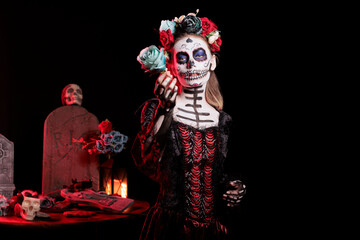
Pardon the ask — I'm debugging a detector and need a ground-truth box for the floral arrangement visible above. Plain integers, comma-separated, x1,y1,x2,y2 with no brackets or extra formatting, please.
74,119,128,158
137,9,222,74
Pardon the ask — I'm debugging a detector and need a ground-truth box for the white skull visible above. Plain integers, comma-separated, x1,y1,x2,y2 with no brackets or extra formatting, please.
61,83,83,106
173,35,216,88
20,197,40,221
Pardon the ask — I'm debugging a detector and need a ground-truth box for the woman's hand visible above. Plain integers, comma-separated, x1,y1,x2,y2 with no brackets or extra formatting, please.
154,70,178,112
223,180,246,207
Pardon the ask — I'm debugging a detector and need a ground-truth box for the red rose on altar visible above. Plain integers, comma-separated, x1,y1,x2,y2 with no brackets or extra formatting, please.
160,29,174,51
201,17,217,37
98,120,112,134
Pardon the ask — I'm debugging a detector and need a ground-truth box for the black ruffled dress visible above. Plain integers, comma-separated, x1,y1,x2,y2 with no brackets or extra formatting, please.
131,99,236,240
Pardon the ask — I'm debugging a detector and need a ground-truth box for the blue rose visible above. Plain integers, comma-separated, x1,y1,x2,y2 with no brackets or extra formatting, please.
110,131,128,145
101,133,112,146
122,135,128,144
96,140,106,153
109,131,118,138
111,131,122,144
113,143,124,153
137,45,166,73
104,145,112,153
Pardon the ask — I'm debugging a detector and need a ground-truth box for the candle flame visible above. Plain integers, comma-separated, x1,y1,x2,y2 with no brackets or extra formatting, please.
106,182,112,195
106,179,127,198
120,182,127,198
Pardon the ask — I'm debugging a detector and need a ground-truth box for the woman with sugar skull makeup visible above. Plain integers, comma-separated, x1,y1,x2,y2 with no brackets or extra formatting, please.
133,11,246,240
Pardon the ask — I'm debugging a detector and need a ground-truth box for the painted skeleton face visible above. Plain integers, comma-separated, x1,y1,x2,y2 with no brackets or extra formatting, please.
173,35,216,88
62,84,83,106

================================

**About this task:** Would you set down the material exactly as it stands, without the pictures?

**Solution:**
Pardon the ask — I'm debugging a detector and need a ground-truth box for the floral arrangement visible above. Plain integers, comma-separated, x1,y1,x2,y2 with no brackets or extra formatting, please.
74,119,128,158
137,9,222,74
Pardon the ask — I'm debugging a detector and need a ground-truth box for the white skull visible above. Plain integers, comma-separated, x1,y1,x2,y2 with no brackets or extra formatting, please.
61,83,83,106
173,35,216,88
20,197,40,221
Pardon the ask — I'm debugging a detector and need a ground-truth box for the woman's hand visible above. Plain integers, comma-separated, x1,y1,x2,y2 with no brackets or extra formatting, please.
154,70,178,112
223,180,246,207
Pardon the ask — I'm debugging a detector and need a ground-truth box for the red rose on altar visible above. Plain integers, comma-separated, x1,y1,x2,y2 with no brackets or extra formatting, please.
160,29,174,51
201,17,217,37
98,120,112,134
Pardon the ask — I'm debugging a detector and need a ground-truth box for the black ruffled dress visible above. Plain integers, comma-separated, x1,y1,x2,y2 with no brackets or extra formatting, please.
131,99,236,240
Pardon the ask — I'm debugging a detector and need a ground-truth box for the blue rose visible above. Plain integers, comma-separated, x1,y1,x2,y2 with no brackets or extra formatting, please.
110,131,128,145
101,133,112,146
122,135,128,144
96,140,106,153
109,131,118,138
111,131,122,144
113,143,124,153
137,45,166,73
104,145,112,153
Pardon the ask — I'm debugging a detector and need a ground-truth box for the candle flame visible above. Plain integers, comma-separated, x1,y1,x2,y2 with no brackets or extra formatting, please.
106,182,112,195
106,179,127,198
120,182,127,198
Pardon the ask — I'm debugging a detector and need a ground-truth box for the woman with sugar skull makeup visible above. Plain integers, comma-separated, x1,y1,x2,y2 with no brackets or extra formatting, please.
133,11,246,240
Pardon the ask — I'm debugging a detector and need a ground-truth box for the painted skeleton face visible above. Plain integers, comma-separated, x1,y1,x2,y2 with no brackets or extra formatting, please.
173,35,216,88
62,84,83,106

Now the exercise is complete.